> _GIVEN RECORDS_
──────

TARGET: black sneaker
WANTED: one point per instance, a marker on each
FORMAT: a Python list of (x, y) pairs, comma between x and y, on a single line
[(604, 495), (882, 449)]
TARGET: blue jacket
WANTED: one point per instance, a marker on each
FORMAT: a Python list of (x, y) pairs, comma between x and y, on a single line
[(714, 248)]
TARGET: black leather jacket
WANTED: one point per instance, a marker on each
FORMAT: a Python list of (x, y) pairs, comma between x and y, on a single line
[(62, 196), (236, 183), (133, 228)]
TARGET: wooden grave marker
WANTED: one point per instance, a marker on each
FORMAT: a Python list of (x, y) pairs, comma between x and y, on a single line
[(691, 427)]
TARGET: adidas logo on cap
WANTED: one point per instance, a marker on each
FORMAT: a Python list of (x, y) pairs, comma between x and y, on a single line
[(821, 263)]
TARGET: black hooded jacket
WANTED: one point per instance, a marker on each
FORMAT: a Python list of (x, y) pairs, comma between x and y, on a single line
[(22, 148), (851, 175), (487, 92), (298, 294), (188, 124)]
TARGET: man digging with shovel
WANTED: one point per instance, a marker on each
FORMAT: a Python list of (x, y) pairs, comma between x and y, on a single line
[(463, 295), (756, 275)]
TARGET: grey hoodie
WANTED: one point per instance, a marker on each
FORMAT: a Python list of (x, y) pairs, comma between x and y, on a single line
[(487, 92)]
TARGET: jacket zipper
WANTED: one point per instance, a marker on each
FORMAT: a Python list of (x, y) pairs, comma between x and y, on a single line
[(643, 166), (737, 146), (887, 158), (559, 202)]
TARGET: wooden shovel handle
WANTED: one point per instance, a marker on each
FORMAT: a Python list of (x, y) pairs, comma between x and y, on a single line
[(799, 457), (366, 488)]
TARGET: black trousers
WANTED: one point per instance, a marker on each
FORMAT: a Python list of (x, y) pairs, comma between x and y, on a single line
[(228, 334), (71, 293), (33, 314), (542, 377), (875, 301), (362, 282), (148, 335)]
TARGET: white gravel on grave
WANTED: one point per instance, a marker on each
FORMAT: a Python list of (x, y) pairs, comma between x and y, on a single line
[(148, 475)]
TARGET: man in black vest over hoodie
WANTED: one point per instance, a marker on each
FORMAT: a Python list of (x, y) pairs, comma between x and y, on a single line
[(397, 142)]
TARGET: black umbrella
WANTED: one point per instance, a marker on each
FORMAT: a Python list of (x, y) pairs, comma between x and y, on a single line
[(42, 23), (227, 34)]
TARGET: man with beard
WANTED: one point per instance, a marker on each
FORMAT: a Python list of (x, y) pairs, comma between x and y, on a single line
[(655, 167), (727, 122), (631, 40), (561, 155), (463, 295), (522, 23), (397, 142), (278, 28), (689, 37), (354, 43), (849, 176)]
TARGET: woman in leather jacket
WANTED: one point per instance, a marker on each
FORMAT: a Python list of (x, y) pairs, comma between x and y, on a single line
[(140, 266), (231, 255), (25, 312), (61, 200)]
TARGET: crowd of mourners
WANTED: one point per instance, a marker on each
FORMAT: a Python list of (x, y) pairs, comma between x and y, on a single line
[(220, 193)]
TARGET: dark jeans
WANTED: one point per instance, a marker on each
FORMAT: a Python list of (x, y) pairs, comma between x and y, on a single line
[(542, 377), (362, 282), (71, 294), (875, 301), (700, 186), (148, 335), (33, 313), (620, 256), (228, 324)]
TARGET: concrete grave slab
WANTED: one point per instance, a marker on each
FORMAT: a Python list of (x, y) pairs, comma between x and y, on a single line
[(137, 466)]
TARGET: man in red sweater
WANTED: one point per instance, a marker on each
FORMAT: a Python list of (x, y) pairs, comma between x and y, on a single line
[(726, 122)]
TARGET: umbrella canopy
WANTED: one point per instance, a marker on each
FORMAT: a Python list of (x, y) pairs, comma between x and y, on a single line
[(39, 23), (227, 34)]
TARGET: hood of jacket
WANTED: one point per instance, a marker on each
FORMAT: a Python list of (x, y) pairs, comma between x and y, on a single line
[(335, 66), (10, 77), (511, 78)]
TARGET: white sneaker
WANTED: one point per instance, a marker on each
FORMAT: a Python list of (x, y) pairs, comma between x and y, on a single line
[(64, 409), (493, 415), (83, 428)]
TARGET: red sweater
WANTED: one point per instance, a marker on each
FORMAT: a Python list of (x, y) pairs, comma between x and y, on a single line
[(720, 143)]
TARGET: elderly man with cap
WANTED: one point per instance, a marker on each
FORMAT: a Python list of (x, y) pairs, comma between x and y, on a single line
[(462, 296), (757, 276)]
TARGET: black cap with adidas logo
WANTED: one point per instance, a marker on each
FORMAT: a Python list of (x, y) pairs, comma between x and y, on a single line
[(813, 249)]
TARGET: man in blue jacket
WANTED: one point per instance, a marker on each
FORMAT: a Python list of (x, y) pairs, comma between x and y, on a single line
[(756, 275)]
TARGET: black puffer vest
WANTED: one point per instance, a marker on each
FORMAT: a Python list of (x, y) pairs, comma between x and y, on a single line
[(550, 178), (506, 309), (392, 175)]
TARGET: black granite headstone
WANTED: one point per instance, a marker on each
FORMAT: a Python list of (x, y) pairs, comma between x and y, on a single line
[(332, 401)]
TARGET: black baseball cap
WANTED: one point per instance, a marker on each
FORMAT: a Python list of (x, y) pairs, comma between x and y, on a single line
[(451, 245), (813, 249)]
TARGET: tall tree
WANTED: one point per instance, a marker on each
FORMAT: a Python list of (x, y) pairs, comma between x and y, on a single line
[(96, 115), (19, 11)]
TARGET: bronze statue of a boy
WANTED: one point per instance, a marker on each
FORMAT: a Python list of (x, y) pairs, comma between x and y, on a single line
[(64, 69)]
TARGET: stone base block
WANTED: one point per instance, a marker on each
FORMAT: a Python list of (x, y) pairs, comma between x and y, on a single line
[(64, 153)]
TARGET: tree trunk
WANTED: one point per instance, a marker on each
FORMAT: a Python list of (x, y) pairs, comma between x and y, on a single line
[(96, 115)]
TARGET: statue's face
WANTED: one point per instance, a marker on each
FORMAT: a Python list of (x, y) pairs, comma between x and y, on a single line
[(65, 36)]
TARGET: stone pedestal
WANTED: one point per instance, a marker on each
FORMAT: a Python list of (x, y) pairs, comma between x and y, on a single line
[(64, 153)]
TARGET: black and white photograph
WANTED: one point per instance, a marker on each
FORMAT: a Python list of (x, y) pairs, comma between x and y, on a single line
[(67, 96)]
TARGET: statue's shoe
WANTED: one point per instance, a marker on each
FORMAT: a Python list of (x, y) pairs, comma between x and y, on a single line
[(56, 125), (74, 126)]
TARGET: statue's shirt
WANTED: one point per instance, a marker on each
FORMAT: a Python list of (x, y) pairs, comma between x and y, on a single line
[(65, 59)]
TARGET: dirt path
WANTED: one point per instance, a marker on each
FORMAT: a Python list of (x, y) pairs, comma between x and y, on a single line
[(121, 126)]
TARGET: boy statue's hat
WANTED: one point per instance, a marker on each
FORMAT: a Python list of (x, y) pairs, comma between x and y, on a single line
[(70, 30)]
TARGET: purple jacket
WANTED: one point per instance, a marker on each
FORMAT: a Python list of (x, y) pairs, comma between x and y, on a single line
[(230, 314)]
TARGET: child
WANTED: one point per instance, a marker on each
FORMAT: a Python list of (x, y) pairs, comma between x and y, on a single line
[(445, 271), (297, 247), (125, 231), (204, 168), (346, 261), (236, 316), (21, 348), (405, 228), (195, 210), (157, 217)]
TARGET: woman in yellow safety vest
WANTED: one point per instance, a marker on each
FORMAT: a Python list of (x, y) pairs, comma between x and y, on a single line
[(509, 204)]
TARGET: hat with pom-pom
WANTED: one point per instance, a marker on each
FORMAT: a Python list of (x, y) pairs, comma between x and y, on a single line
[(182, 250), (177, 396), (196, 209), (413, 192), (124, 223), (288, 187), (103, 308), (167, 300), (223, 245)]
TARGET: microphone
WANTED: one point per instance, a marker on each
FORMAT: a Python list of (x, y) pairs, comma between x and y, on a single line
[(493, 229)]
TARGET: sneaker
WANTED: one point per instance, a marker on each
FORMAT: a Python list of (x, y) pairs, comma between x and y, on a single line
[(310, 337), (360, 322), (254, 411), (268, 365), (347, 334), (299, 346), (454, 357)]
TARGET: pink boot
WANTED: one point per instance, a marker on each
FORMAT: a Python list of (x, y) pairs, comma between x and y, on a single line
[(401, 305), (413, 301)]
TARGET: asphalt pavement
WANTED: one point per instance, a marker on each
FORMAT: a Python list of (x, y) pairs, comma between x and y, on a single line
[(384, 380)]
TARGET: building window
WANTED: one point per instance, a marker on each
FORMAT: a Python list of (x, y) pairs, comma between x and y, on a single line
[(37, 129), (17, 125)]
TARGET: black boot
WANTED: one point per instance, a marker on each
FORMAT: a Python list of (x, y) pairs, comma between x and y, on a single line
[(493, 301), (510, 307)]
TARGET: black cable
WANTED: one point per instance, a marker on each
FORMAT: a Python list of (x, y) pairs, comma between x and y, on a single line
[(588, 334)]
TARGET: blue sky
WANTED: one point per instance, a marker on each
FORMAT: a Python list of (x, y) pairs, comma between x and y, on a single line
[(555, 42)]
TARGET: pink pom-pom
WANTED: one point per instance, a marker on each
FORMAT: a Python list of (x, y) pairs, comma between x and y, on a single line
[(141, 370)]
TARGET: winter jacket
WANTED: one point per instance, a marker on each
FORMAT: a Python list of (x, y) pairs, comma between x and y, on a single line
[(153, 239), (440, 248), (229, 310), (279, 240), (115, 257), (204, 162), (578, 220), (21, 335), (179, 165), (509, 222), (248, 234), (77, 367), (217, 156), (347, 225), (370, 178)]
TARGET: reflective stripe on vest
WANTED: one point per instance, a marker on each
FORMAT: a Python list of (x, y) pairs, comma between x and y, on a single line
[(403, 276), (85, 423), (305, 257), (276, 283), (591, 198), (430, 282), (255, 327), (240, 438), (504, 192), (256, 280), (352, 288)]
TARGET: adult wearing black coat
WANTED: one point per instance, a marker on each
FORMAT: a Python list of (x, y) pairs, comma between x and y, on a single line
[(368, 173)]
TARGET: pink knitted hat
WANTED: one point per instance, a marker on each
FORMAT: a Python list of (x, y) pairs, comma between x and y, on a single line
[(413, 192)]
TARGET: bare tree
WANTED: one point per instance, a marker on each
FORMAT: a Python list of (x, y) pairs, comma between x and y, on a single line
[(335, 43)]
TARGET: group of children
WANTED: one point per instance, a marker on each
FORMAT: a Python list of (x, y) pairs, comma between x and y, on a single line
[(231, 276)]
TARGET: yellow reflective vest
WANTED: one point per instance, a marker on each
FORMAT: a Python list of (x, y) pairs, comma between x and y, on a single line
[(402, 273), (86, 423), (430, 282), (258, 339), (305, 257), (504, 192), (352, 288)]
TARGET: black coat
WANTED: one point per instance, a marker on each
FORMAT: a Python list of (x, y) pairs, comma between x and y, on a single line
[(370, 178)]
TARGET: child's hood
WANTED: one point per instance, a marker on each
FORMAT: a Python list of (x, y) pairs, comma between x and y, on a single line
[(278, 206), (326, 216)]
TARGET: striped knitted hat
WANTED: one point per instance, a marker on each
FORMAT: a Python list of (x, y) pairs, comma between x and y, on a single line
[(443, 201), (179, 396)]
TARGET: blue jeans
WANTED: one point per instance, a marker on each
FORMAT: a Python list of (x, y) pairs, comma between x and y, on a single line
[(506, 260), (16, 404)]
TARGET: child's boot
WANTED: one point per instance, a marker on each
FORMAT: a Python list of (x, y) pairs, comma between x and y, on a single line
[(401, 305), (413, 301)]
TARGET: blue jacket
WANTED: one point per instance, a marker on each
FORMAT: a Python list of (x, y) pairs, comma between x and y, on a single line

──────

> _WHAT YOU HAVE TO DO_
Rescale the stretch of records from the line containing "TARGET: stone pedestal" through the line containing "[(509, 204)]", both included, and give those lines again with the requests unchanged. Multiply every point coordinate in the answers by 1.6 and round each to a whole number, with halves going up.

> _OUTPUT FOR THIS TASK_
TARGET: stone pedestal
WANTED: one point per instance, a marker on each
FORMAT: a Python list of (x, y) pairs, comma between x and y, on a single line
[(102, 245)]
TARGET: black and white photograph
WANTED: one point per instance, a marker on each
FORMAT: a Python list of (x, y) pairs, comma between x and y, on a single line
[(107, 154)]
TARGET: statue's shoe
WANTED: one point per instance, a marker on each
FORMAT: a Python list of (x, y) pairs, comma between x and y, on a single line
[(90, 200), (118, 202)]
TARGET: statue's shirt
WANTED: one point per instance, a marker on each
FORMAT: a Python list of (x, y) pairs, comma between x and y, on a single line
[(104, 94)]
TARGET: dirt path
WANTED: one point per instance, a marker on each
FORMAT: a Python list of (x, y) pairs, comma between x and y, on a single line
[(194, 202)]
TARGET: boy statue's hat
WANTED: one point per instance, a marker on each
FORMAT: a Python list of (x, y) pairs, comma between x and y, on a single line
[(112, 48)]
TARGET: purple jacket
WANTED: one point per instance, a marker on each
FORMAT: a Python list of (x, y) pairs, comma between x and y, on a single line
[(368, 502)]
TARGET: child
WANTED: one point per instance, a marker on each
FORMAT: a Python list of (x, y) pairs, comma between x and y, on a single line
[(712, 434), (475, 395), (200, 370), (326, 269), (554, 418), (378, 506), (34, 557), (648, 365), (312, 336), (251, 347)]
TARGET: woman in yellow safety vest
WANTED: one point per instance, a marker on each
FORMAT: a Python list of (x, y) pairs, comma between x and y, on a single line
[(814, 326)]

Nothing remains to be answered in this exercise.